It is a gloomy afternoon on the turf of Jess Dow Field. A light chill is in the air as Guðrún Helga Guðfinnsdóttir pulls on her soccer gear. On the field, she stands firm, pulls back her leg and. slams her
foot into the ball, sending it launching into the goal.
Guðfinnsdóttir, sophomore, sport management major, has been playing soccer since she was 4.
But at Southern, where she is a midfielder on the women’s soccer team, she’s a long way from her home in Iceland.
“I feel like here, soccer is way different than back in Iceland. It’s helped me grow a lot. And it’s also helped me on the field and off the field to be more independent,” Guðfinnsdóttir says.
She says soccer in Iceland holds significant cultural importance, with a growing popularity. Iceland’s national team received international attention in 2016 reaching the UEFA Euro quarterfinals.
Guðfinnsdóttir’s journey from Iceland to the university, was prompted by the opportunity to pursue higher education and compete at a high level of competition.
Women’s Soccer Coach Adam Cohen says the unique system in the United States, a blend of academics and athletics is not often found in other countries. With the aid of a scholarship, Guðfinnsdóttir is now living on campus, immersed in both soccer and academics.

◆ **Materials provided**
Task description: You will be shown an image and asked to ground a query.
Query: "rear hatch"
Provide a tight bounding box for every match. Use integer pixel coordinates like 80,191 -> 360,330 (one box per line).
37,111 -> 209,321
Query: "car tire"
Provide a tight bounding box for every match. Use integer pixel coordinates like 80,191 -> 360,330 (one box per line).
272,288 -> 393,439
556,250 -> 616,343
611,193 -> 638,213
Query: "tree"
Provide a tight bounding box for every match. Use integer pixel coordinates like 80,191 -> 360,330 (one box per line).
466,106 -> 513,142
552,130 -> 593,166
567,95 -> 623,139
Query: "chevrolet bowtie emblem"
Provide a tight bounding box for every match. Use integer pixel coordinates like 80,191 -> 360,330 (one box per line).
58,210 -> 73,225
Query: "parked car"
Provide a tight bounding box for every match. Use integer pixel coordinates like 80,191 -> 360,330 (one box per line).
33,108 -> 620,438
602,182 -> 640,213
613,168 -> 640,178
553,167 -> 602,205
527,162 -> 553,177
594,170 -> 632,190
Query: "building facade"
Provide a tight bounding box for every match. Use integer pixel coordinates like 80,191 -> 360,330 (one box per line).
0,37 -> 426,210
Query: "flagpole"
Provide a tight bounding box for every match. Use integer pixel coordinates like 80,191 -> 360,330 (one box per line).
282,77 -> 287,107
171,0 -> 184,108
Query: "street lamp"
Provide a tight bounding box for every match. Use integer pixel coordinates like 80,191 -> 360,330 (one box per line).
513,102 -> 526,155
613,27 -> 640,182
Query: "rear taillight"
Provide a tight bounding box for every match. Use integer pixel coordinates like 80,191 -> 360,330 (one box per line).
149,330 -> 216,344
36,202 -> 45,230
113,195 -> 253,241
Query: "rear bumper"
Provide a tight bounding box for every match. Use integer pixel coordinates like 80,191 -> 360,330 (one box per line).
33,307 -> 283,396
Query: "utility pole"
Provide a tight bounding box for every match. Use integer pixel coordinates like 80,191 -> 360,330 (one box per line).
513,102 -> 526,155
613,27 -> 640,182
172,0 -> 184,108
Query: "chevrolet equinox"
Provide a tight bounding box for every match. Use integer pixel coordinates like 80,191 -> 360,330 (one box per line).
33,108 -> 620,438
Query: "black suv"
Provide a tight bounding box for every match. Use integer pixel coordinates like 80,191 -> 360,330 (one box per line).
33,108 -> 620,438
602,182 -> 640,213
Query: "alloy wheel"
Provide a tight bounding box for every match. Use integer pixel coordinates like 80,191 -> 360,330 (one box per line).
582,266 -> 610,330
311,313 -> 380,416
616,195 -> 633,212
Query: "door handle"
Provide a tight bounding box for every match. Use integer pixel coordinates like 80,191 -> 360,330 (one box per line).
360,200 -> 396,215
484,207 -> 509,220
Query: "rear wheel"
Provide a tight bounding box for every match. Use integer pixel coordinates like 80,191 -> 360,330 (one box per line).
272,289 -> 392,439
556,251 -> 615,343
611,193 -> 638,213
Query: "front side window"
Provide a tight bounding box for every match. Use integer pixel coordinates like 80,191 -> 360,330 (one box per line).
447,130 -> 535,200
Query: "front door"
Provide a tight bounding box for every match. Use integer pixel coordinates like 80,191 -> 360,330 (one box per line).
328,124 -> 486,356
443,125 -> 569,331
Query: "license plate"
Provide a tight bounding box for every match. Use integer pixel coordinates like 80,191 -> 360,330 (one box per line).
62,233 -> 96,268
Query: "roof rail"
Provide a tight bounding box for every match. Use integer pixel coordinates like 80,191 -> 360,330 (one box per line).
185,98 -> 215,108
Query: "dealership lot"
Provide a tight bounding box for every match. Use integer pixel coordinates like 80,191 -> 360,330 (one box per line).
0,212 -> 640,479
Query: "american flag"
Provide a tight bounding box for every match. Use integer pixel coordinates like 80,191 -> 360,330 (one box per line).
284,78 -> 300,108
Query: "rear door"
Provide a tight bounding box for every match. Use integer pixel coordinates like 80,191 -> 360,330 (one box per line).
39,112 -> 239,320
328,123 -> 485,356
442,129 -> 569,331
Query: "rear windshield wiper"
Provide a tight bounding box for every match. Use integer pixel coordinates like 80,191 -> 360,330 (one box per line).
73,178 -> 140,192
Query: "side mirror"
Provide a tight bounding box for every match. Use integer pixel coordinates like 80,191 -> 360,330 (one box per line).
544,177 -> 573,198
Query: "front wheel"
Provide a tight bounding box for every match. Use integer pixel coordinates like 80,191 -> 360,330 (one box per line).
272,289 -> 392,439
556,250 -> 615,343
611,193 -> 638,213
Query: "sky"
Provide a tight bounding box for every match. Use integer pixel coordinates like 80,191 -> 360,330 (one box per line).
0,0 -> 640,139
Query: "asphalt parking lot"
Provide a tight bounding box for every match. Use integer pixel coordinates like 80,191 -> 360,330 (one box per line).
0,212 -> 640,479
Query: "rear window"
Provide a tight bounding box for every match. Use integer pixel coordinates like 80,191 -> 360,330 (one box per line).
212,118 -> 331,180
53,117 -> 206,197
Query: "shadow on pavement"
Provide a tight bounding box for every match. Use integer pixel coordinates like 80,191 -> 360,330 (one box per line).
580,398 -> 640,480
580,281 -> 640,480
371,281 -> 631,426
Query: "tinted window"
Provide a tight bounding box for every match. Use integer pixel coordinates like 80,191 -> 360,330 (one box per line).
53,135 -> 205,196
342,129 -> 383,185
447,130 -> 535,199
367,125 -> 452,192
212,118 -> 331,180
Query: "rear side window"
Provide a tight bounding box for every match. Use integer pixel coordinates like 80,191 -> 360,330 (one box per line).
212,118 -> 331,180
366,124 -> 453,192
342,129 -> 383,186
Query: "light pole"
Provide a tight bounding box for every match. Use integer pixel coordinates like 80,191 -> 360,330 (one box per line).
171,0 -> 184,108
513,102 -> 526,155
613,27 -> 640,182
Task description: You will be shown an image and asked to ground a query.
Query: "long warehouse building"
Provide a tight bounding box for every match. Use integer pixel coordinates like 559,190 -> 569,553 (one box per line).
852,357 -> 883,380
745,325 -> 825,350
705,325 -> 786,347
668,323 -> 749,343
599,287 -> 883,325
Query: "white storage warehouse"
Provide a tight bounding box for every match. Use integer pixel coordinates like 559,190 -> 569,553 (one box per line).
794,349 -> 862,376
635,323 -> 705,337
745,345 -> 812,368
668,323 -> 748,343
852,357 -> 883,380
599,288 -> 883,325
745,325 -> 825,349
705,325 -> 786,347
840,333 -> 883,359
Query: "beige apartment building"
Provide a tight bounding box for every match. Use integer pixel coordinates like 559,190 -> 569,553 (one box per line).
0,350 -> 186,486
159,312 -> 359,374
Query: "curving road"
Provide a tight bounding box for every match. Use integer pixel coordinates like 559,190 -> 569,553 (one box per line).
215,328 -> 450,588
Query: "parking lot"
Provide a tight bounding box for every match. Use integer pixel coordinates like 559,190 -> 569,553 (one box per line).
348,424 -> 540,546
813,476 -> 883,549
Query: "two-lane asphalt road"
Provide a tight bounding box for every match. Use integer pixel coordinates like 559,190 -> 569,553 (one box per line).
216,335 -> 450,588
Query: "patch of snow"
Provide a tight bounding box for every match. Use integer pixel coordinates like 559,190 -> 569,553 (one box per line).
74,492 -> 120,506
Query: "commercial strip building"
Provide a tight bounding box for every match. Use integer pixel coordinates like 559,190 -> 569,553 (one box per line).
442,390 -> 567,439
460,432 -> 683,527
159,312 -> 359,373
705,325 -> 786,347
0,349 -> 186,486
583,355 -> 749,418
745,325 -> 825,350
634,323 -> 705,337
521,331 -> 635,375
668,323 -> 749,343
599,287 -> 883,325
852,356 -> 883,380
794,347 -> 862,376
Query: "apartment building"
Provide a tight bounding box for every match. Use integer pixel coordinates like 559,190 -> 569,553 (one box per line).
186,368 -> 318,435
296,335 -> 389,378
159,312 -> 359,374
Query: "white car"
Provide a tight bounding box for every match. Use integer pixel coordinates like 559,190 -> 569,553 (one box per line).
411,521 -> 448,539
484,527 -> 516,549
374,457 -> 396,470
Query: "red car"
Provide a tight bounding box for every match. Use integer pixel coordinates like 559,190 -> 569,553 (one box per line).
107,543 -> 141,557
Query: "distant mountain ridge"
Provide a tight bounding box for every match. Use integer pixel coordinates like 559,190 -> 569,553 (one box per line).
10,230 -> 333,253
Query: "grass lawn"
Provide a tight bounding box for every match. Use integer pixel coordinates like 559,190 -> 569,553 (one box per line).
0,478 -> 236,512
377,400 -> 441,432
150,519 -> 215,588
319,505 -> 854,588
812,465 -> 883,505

◆ **Actions to take**
- A) Answer these questions using the soccer article.
(i) Since what age has Guðfinnsdóttir been playing soccer?
(ii) What position does she play on the women's soccer team at Southern?
(iii) In what year did Iceland's national team reach the UEFA Euro quarterfinals?
- B) Retype the records from their first line up to and including the line with "37,111 -> 209,321".

◆ **Written responses**
- A)
(i) Since she was 4.
(ii) Midfielder.
(iii) 2016.

- B)
Task description: You will be shown an image and asked to ground a query.
Query: "rear hatch"
Provide a tight bounding box for every match. Use integer pixel coordinates like 80,191 -> 360,330 (one box per line).
37,111 -> 209,321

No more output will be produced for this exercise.